- _What this task involves_
All that is wanted is the span of lines from the one with "Target: knee" to the last line of the data, copied exactly.

- _Data section_

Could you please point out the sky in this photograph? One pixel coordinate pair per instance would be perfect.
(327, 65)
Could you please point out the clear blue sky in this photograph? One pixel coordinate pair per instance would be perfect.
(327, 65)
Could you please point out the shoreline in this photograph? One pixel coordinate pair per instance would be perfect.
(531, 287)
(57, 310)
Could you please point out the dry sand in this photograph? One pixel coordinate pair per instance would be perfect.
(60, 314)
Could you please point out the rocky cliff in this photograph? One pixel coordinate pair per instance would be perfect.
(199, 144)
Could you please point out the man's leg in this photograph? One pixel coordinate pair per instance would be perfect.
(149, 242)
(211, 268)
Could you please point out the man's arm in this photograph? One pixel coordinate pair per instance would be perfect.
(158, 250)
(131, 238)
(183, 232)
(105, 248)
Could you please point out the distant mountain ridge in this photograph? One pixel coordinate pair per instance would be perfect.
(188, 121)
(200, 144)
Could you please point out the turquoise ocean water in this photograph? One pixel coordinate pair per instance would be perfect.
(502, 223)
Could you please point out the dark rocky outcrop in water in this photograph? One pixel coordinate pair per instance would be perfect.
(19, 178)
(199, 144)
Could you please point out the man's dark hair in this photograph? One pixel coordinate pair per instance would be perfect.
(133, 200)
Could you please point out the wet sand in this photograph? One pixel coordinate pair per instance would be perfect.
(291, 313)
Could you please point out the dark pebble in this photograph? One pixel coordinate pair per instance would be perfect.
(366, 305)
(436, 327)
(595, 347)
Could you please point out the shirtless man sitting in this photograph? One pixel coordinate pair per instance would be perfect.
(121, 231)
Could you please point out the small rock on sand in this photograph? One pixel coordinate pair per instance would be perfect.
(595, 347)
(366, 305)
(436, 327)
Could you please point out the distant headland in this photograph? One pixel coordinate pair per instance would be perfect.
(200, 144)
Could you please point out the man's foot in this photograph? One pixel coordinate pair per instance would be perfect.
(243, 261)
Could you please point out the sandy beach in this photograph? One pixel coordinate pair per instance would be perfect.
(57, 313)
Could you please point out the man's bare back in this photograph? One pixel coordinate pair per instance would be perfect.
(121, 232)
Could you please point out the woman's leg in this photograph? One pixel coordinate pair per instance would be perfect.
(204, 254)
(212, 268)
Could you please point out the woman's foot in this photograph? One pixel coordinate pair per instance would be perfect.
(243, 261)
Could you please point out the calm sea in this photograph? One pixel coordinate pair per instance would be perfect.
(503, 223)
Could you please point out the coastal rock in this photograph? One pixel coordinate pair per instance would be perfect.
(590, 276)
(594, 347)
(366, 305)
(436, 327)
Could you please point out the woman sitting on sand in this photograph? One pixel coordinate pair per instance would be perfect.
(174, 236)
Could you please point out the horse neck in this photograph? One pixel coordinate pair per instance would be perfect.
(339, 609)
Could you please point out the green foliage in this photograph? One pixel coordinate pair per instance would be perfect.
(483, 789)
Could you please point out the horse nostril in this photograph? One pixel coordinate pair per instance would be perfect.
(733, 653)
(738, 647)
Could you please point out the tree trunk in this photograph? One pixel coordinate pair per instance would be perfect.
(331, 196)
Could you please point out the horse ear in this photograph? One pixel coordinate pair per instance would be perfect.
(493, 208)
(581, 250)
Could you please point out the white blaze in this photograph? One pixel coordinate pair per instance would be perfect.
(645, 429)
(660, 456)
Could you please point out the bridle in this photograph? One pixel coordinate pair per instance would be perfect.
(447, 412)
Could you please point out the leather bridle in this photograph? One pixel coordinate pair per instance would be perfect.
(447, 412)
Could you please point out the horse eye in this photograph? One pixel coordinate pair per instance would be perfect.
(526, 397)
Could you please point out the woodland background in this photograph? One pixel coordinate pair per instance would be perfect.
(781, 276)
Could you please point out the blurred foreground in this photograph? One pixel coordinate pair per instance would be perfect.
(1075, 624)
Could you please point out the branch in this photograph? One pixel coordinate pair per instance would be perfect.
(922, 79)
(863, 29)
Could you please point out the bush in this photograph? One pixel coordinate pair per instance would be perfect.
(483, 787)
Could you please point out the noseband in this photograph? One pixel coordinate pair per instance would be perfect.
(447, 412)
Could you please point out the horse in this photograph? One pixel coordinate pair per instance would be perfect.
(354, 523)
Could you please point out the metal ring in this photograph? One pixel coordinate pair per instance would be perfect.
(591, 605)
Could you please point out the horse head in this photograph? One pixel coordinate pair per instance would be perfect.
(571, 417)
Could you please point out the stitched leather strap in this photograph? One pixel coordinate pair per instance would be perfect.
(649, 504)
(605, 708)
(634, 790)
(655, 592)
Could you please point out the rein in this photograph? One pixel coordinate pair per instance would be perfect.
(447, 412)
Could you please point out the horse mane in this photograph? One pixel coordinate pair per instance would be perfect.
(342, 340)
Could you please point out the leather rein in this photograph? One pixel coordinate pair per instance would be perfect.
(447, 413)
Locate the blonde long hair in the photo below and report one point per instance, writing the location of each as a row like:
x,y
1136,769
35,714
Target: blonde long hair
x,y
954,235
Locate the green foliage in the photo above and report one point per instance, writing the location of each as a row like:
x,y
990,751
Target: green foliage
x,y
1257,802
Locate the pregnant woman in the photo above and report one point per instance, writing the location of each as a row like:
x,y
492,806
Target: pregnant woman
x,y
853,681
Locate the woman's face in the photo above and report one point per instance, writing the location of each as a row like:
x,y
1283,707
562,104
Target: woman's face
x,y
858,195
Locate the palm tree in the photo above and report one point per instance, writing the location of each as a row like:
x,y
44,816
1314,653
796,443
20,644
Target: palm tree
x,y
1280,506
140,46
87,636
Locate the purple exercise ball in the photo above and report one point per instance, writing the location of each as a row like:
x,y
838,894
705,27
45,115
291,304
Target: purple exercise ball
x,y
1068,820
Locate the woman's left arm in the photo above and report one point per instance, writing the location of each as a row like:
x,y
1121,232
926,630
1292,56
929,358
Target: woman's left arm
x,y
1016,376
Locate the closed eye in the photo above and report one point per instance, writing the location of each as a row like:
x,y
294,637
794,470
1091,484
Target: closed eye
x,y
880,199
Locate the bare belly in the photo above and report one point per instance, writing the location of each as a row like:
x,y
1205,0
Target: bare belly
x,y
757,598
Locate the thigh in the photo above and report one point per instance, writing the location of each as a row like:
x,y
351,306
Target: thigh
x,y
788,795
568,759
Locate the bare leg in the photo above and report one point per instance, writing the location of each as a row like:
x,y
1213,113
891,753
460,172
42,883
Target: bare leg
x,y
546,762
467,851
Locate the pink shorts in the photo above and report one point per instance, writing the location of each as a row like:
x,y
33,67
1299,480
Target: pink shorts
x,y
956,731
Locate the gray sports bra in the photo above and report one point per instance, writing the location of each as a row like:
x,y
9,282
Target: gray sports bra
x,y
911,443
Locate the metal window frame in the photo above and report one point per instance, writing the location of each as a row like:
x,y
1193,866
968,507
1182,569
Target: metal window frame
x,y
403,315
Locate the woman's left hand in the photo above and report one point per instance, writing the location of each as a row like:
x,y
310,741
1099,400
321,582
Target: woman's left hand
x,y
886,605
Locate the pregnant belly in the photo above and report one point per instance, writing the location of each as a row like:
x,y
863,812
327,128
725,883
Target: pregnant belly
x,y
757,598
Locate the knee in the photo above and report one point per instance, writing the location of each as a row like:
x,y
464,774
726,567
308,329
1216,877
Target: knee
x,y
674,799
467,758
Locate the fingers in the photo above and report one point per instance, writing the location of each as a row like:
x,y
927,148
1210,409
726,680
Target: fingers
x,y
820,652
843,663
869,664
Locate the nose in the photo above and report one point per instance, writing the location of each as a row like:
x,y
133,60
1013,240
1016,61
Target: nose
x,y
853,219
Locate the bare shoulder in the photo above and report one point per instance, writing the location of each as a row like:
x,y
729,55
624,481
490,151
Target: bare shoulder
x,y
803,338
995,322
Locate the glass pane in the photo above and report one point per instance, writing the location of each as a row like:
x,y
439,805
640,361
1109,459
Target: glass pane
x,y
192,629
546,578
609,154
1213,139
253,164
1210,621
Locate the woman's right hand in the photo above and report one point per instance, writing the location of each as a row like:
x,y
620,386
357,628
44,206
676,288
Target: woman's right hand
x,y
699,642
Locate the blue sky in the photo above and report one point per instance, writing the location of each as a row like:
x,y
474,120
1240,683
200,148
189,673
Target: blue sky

- _Output below_
Target: knee
x,y
674,799
467,758
Locate the fingers in the photo above and report one point per instance, writing the location of each as a row like:
x,y
927,148
1210,409
726,680
Target: fingers
x,y
820,652
843,663
869,664
Locate the nose in the photo above and report one point per instance, writing the location of each as a row like:
x,y
133,60
1013,240
1016,61
Target: nose
x,y
853,219
Locate the bare shoulder in the photo above and report one point per instance, writing the location of each as a row like:
x,y
729,55
624,481
490,151
Target: bare shoulder
x,y
803,338
995,322
Locate the glass pane in the photo above and report one point per instance, writing the location of each as a row like:
x,y
439,805
640,361
1109,459
Target: glass pane
x,y
192,629
546,578
609,154
1213,139
253,164
1210,621
Locate the woman's right hand in the photo above and report one point per instance, writing the location of each as a row like:
x,y
620,386
357,628
44,206
676,288
Target: woman's right hand
x,y
699,642
Locate the blue sky in the photo above and report one point per instance, writing the location of each as a row like:
x,y
474,120
1240,683
200,148
189,673
Target: blue sky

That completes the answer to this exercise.